- **Prompt**: Go through the data and copy every line in which "trim" appears.

※

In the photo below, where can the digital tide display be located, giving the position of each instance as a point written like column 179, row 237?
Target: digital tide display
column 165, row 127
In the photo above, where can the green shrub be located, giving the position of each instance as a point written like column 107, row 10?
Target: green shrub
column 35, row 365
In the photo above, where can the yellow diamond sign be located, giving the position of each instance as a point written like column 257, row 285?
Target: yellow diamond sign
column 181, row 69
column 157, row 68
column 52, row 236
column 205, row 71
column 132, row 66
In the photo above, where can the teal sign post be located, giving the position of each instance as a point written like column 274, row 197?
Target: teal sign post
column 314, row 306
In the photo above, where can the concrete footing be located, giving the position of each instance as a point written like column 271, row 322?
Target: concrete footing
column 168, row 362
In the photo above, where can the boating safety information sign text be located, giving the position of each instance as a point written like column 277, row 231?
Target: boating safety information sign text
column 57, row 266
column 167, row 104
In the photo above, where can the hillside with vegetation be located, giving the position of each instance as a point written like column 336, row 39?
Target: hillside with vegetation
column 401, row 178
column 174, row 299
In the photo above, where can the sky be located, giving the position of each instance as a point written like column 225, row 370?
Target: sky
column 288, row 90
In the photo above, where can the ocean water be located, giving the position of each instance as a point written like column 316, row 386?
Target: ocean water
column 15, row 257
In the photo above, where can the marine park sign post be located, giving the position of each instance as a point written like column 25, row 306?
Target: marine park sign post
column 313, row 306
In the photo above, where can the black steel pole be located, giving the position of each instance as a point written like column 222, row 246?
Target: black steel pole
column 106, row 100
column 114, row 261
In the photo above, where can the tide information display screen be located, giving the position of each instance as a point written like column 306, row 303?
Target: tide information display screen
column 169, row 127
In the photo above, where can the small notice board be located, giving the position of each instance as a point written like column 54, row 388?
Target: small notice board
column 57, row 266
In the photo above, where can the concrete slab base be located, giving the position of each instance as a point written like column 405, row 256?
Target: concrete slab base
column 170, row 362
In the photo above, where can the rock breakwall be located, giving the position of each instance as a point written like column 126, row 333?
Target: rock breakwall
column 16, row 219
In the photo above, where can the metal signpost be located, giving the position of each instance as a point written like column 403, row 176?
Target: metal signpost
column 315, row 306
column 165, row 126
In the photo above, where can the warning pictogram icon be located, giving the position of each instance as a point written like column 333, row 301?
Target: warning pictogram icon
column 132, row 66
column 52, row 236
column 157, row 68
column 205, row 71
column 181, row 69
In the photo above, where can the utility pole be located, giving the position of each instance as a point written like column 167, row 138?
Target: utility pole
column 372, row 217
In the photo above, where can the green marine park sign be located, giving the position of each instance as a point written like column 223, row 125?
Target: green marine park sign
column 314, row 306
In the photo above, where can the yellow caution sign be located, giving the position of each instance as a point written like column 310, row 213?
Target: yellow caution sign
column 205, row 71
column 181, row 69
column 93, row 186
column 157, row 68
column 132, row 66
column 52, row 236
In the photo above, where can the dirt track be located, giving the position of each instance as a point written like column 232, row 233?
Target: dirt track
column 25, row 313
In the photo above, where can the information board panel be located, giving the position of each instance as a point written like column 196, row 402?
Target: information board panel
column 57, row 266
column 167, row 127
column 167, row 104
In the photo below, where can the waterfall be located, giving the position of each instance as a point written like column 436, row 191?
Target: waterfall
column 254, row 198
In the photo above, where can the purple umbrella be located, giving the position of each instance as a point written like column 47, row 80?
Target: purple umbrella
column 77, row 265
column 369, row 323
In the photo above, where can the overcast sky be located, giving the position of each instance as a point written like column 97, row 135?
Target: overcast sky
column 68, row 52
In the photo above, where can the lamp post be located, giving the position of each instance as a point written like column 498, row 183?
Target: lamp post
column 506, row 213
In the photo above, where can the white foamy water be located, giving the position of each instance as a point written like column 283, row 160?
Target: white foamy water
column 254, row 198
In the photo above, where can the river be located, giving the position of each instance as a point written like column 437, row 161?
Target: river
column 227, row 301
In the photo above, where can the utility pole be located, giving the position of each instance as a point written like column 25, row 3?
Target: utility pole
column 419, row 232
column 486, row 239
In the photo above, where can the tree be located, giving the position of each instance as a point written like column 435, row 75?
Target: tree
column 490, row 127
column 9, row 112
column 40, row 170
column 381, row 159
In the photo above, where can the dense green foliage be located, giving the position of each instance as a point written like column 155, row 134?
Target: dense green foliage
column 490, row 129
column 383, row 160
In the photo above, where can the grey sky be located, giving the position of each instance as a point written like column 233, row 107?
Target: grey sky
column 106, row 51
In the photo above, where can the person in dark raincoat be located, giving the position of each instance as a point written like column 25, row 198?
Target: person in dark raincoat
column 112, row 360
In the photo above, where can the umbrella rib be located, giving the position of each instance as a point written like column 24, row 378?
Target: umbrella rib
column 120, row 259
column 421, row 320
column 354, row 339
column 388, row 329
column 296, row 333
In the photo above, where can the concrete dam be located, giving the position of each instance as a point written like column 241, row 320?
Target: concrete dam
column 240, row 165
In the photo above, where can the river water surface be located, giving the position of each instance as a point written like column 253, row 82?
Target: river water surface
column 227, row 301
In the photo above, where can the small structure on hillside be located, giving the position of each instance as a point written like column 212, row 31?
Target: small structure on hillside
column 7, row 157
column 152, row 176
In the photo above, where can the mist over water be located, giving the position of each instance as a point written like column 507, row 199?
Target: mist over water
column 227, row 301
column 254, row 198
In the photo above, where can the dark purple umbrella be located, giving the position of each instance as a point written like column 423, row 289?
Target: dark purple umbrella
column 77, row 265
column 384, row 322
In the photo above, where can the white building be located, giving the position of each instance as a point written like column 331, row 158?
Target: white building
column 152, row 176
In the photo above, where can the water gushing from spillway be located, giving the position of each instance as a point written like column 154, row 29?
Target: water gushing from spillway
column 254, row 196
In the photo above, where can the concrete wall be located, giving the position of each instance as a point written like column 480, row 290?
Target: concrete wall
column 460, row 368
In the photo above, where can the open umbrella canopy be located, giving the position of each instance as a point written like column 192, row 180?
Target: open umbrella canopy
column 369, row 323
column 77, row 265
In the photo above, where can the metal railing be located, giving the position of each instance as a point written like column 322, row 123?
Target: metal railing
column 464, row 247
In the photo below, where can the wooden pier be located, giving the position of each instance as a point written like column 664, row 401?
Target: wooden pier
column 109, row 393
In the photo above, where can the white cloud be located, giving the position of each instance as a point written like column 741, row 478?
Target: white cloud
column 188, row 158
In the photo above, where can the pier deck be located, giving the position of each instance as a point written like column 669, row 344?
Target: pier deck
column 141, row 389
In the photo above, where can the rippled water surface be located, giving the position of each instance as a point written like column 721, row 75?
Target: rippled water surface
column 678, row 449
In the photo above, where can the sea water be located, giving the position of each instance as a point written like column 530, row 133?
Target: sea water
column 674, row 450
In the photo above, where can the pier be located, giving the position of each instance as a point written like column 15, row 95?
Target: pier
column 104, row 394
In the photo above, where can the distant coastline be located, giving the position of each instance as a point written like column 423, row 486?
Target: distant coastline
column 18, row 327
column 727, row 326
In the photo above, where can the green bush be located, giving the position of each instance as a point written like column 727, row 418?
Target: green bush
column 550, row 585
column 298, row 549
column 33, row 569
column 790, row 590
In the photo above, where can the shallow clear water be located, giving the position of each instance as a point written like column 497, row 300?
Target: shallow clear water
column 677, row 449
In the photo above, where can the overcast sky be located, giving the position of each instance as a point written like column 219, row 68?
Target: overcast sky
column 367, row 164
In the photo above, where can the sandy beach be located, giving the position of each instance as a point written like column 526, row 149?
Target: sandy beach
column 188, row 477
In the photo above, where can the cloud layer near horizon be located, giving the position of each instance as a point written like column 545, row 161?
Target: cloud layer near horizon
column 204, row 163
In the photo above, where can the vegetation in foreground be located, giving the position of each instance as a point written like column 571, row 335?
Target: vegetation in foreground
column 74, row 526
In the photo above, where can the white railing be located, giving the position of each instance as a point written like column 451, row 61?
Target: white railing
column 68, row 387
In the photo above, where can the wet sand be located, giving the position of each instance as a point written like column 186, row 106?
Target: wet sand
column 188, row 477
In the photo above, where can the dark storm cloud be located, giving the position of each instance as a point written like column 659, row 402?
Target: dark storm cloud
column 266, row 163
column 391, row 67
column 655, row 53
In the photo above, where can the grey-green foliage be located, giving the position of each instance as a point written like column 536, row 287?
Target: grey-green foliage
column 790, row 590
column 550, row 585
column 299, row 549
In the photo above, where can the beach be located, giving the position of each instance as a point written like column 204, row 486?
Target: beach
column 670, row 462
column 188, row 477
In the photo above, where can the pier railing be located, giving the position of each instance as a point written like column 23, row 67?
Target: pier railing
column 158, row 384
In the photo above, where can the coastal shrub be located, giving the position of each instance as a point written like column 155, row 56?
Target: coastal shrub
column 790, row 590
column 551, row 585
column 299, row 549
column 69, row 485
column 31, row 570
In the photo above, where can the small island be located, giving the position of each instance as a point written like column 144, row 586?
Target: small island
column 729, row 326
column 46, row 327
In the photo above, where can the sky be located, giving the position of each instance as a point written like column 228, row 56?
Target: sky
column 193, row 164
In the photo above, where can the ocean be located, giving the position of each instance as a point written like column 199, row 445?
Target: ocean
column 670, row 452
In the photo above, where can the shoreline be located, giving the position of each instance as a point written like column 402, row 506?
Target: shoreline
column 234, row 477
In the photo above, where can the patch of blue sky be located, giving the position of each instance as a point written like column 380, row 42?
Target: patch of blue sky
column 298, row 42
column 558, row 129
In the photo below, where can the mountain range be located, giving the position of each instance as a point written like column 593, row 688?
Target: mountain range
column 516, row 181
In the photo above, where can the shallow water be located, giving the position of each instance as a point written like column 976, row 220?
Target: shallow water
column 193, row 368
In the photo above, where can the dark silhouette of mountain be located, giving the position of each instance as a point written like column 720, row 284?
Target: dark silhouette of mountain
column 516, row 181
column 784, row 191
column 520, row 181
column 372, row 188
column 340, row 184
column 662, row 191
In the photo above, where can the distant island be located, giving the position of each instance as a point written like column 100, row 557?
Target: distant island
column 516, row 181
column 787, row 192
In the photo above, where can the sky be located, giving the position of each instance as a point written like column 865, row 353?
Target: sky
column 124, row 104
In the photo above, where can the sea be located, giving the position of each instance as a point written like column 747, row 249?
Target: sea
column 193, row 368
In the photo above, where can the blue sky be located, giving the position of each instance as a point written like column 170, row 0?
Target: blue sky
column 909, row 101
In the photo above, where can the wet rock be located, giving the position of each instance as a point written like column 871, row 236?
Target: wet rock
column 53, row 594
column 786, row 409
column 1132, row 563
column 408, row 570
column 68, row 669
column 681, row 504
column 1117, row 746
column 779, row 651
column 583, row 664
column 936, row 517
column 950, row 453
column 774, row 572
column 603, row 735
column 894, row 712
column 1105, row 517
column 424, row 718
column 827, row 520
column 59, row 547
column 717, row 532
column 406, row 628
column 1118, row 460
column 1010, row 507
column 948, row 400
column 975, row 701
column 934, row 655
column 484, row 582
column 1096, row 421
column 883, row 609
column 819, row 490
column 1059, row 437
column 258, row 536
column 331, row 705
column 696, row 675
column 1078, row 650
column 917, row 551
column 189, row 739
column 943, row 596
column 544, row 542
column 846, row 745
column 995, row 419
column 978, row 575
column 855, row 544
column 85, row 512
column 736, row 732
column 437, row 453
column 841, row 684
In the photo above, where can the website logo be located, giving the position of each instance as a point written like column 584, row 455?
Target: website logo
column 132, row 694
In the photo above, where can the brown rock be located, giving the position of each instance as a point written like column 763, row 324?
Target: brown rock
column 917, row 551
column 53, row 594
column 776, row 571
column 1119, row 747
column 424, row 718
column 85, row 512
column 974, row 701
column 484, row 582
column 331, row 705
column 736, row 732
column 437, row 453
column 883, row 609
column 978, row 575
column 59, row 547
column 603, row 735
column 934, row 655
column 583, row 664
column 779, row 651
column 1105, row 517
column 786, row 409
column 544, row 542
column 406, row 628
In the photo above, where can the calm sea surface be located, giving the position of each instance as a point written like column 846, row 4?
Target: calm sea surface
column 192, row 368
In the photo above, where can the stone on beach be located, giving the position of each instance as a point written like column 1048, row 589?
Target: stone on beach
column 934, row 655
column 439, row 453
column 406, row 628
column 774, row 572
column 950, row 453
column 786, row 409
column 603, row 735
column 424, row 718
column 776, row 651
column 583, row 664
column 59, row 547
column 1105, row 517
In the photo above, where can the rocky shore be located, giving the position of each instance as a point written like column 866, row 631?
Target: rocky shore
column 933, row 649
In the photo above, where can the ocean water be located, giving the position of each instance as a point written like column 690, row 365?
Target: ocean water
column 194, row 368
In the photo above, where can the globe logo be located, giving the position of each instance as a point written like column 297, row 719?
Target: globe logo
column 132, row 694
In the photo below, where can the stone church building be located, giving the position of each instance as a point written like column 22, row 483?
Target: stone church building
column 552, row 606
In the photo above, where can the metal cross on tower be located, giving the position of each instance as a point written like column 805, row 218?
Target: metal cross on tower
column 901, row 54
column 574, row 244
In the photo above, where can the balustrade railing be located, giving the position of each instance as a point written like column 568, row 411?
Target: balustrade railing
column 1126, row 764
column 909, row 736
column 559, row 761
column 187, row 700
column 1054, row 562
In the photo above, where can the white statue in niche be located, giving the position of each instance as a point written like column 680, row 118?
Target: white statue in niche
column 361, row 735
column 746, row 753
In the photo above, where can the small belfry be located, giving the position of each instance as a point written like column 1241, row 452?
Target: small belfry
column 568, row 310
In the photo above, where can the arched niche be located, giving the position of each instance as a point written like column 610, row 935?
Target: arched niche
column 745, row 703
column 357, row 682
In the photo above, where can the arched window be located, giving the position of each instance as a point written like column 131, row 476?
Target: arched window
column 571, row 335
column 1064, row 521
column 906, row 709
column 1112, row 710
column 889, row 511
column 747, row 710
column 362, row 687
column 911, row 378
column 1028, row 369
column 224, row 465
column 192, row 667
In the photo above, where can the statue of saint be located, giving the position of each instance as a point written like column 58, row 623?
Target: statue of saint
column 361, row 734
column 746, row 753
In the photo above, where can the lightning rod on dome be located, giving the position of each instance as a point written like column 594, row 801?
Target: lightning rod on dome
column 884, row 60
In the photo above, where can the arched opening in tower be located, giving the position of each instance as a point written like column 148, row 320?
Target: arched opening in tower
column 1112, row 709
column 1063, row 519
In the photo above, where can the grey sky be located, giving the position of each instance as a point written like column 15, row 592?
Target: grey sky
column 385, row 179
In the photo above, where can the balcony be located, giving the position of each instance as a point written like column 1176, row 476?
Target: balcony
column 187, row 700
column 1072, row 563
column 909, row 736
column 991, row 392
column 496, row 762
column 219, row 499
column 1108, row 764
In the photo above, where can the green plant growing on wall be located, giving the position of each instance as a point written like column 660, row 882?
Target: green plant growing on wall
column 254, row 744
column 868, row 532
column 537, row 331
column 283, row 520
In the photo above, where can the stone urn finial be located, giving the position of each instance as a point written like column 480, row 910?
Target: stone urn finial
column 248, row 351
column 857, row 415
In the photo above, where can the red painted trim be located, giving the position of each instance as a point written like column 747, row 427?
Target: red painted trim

※

- **Answer to the problem**:
In the photo above, where can the red painted trim be located, giving the position of each instance as a point written like column 747, row 427?
Target: red painted trim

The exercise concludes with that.